Will states use access to or possession of minerals as a strategic resource? Will relations between states that have access to minerals and those that don’t change due to scarcity? Are future wars about minerals rather than oil, territory or water?
These are the questions posed in a report produced last year by the Hague Centre for Strategic Studies, which examines mineral scarcity and the potential impacts on resource markets and security issues. The report, entitled Scarcity of Minerals: A Strategic Security Issue, uses empirical data and national policies to assess the security and geopolitical impact of mineral scarcity. In its 145 page entirety, the report is a thorough read, providing insightful perspectives on how government policies and technological development are shaping global supply and demand for strategic minerals.
The report examines 15 individual elements and two groups of elements (rare earths and the platinum group of metals), in particular focusing on three groups of minerals, which it classifies as: (1) Mass Consumables, (2) Doping Agents, and (3), Precious Metals. Mass consumables include: Copper, Manganese, Nickel, Tin and Zinc. Doping Agents include: Gallium, Lithium, Molybdenum, Niobium, Hafnium, Tantalum, Tungsten, Zirconium and REEs. And precious metals refer to the platinum group of elements. The report further considers mineral policies for ten advanced economies and emerging markets, as well as eight international organizations.
Throughout its analysis, the report pays particular attention to a number of themes, including the increasing dependence on China as a source for strategic minerals, as well as the relationship between energy prices and mineral prices.

* _Extracted records_
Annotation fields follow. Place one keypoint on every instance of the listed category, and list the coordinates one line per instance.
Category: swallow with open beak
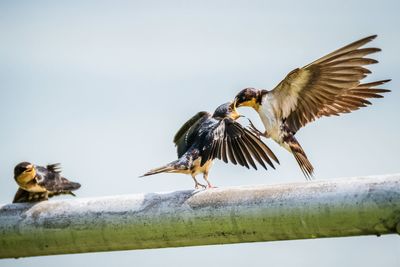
(37, 183)
(206, 137)
(328, 86)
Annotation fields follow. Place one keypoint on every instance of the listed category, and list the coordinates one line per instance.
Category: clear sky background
(102, 87)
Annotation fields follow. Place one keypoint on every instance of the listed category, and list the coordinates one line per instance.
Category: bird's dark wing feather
(56, 167)
(53, 182)
(184, 137)
(230, 141)
(21, 196)
(327, 86)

* _Exercise tasks_
a: In the passage on mineral scarcity, which organization produced the report?
b: Please copy the stretch of the passage on mineral scarcity from "The report examines" through "and mineral prices.".

* _List of solutions_
a: The Hague Centre for Strategic Studies

b:
The report examines 15 individual elements and two groups of elements (rare earths and the platinum group of metals), in particular focusing on three groups of minerals, which it classifies as: (1) Mass Consumables, (2) Doping Agents, and (3), Precious Metals. Mass consumables include: Copper, Manganese, Nickel, Tin and Zinc. Doping Agents include: Gallium, Lithium, Molybdenum, Niobium, Hafnium, Tantalum, Tungsten, Zirconium and REEs. And precious metals refer to the platinum group of elements. The report further considers mineral policies for ten advanced economies and emerging markets, as well as eight international organizations.
Throughout its analysis, the report pays particular attention to a number of themes, including the increasing dependence on China as a source for strategic minerals, as well as the relationship between energy prices and mineral prices.